Given exercise:
How many lines in the items below contain the word "trace"? Reply with the number alone.
────────────────────────────────────────
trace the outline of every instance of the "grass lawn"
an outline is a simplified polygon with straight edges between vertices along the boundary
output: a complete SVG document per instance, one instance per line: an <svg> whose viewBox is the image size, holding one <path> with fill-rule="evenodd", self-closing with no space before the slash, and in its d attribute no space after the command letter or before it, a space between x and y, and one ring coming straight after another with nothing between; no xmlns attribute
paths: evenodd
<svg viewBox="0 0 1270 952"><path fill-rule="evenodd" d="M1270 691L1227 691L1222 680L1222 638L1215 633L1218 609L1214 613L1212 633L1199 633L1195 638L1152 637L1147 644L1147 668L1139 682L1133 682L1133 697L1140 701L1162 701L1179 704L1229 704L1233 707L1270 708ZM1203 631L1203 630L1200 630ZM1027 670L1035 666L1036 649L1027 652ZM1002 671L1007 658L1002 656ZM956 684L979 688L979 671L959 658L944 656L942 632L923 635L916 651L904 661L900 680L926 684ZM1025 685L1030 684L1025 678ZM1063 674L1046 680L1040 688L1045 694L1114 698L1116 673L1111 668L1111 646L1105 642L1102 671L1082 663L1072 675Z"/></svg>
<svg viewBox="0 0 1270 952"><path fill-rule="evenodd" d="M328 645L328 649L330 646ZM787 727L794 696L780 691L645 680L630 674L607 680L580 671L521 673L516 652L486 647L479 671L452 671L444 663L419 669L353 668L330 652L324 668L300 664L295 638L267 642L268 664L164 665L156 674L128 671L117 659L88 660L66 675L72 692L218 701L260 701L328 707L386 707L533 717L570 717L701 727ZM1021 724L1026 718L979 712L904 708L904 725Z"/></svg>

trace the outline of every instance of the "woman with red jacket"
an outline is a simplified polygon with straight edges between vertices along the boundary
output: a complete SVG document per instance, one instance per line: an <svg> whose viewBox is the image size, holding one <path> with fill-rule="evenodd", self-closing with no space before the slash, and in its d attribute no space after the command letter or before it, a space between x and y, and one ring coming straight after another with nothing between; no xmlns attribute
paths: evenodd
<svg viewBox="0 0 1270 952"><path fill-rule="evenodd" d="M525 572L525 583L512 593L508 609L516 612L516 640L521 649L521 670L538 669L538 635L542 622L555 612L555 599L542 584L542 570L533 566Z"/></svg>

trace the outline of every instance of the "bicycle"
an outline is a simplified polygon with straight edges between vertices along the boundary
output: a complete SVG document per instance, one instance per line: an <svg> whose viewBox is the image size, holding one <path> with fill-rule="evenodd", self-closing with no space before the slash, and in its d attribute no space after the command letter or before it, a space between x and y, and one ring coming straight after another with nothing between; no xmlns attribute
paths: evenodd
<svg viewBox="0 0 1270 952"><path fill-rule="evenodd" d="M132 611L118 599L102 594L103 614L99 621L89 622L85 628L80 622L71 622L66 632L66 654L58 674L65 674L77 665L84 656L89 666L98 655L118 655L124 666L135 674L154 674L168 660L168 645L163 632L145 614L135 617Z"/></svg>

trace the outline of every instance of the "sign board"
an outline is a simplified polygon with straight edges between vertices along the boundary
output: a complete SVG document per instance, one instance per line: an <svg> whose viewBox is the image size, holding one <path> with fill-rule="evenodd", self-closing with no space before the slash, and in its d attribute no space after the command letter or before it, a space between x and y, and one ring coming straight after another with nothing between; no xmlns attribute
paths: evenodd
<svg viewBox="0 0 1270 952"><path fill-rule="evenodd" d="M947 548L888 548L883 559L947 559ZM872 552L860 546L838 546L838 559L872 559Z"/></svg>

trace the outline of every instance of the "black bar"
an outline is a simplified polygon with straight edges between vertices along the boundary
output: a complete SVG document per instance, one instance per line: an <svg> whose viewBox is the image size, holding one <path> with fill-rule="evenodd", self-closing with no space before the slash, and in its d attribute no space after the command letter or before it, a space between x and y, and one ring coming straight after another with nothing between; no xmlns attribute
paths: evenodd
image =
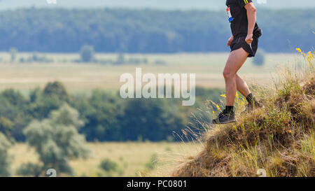
<svg viewBox="0 0 315 191"><path fill-rule="evenodd" d="M301 183L302 182L302 183ZM0 178L1 186L10 190L23 186L26 190L46 188L54 190L225 190L257 189L272 190L276 185L281 190L298 186L314 189L314 178ZM148 183L150 183L148 186ZM86 189L88 187L88 189ZM5 187L4 187L5 188ZM310 190L312 190L312 189Z"/></svg>

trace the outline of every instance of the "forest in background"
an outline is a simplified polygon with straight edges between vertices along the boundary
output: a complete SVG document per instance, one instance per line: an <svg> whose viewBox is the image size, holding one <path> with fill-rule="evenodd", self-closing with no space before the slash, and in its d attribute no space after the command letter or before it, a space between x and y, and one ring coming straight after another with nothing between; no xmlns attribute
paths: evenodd
<svg viewBox="0 0 315 191"><path fill-rule="evenodd" d="M90 45L99 52L226 52L230 30L225 15L121 8L3 10L0 50L77 52ZM314 17L314 8L258 10L261 48L269 52L312 49Z"/></svg>

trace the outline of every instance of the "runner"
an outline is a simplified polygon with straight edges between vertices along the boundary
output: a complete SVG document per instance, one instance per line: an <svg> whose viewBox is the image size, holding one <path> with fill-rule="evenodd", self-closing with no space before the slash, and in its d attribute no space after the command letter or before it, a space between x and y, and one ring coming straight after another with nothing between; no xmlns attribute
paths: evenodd
<svg viewBox="0 0 315 191"><path fill-rule="evenodd" d="M226 106L213 120L214 124L235 122L234 102L237 90L246 98L246 112L253 111L255 106L260 106L246 83L237 73L247 57L255 56L258 47L262 30L256 23L256 8L251 0L227 0L226 6L232 29L232 36L227 41L231 52L223 71Z"/></svg>

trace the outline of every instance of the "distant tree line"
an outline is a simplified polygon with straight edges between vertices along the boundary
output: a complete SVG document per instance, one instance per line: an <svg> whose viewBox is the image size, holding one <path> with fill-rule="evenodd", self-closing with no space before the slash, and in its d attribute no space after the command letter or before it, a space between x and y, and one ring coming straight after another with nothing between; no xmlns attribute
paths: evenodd
<svg viewBox="0 0 315 191"><path fill-rule="evenodd" d="M259 9L260 47L267 52L310 50L315 40L314 10ZM0 50L15 47L22 52L79 52L83 45L90 45L100 52L228 51L225 42L230 31L225 15L149 9L4 10L0 12Z"/></svg>
<svg viewBox="0 0 315 191"><path fill-rule="evenodd" d="M99 90L89 96L70 94L58 82L48 83L43 90L34 89L27 97L18 90L6 90L0 93L0 134L11 142L24 141L25 133L30 131L24 129L30 124L57 128L55 122L60 120L51 118L51 113L66 104L73 108L72 113L78 113L74 118L79 120L73 121L82 120L80 125L71 124L80 126L78 132L89 141L179 141L173 133L181 134L186 128L191 113L205 99L218 101L222 90L197 87L196 92L196 104L187 107L176 99L122 99L118 92ZM46 123L41 122L44 120Z"/></svg>

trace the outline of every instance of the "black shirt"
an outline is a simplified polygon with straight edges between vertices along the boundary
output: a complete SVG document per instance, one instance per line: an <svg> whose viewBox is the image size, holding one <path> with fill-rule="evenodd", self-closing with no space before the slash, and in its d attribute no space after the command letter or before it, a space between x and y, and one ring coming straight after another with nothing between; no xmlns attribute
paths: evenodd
────────────────────────────────────────
Result:
9